• _TRY IT_
Range to reproduce from the entries below: the line with "Target = parked car", the line with "Target = stemmed wine glass", and every line in between. Give them exactly and give nothing else.

• _GIVEN RECORDS_
*** Block opens ***

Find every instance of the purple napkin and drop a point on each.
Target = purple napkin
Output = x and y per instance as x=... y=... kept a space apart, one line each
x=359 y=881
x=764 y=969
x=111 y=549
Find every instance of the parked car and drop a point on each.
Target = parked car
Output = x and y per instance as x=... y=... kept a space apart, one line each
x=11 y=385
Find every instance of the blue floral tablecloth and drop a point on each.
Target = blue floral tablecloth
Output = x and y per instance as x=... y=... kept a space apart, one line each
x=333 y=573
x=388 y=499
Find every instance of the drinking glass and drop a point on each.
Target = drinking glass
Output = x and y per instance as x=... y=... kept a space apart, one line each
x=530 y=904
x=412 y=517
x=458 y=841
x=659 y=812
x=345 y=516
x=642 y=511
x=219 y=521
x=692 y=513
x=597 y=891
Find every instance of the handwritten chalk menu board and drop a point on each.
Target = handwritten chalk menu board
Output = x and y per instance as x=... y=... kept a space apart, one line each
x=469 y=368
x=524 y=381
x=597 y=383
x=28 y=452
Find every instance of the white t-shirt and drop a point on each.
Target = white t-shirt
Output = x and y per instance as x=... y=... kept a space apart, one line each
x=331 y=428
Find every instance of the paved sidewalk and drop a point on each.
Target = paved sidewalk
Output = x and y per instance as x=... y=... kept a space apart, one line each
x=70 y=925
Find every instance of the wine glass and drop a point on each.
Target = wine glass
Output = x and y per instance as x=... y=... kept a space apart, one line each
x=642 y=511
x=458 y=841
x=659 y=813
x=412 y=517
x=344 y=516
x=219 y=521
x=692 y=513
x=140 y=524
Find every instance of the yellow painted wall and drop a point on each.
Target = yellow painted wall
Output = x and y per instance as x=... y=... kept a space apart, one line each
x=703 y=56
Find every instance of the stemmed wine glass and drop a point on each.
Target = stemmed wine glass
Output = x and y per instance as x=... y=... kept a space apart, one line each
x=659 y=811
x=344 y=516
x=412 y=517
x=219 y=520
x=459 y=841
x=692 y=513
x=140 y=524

*** Block closes ***

• _RESPONSE_
Target = parked car
Output = x and y per instance as x=... y=... kept a space apart, one line each
x=11 y=385
Find every instance of the blue floral tablecloth and drop a point on each.
Target = blue floral tablecloth
Output = x and y per instance as x=... y=... kept a space apart, one line each
x=333 y=573
x=388 y=499
Find every instance of the drinking glass and drop a point on each.
Target = drinking glass
Output = x and y per instance as x=... y=... kept a space apart, one line each
x=530 y=904
x=412 y=517
x=458 y=841
x=659 y=812
x=345 y=516
x=642 y=511
x=219 y=521
x=692 y=513
x=597 y=891
Find every instance of the handwritten chalk menu board and drop a point on each.
Target = handwritten chalk menu board
Output = x and y per instance as x=... y=... kept a space apart, one line each
x=469 y=368
x=524 y=381
x=597 y=383
x=28 y=452
Find every instance of the white t-shirt and drop a point on each.
Target = white t-shirt
Output = x and y per instance as x=... y=... kept a space apart, one line each
x=331 y=428
Find every instance of the paved sidewalk and drop a point on each.
Target = paved sidewalk
Output = x and y per instance as x=... y=... kept a space apart, one line each
x=70 y=925
Find every instance of the wine glass and drop a point on each.
Target = wine glass
Output = x and y per instance as x=... y=... kept a space apart, one line each
x=642 y=511
x=458 y=841
x=659 y=813
x=412 y=517
x=344 y=516
x=219 y=521
x=692 y=513
x=140 y=524
Find every instance of the yellow painted wall and drop a point on each.
Target = yellow painted wall
Output = x and y per instance as x=... y=... kept a space apart, one line each
x=703 y=56
Find every instance of the stemmed wine glass and drop a point on each.
Target = stemmed wine glass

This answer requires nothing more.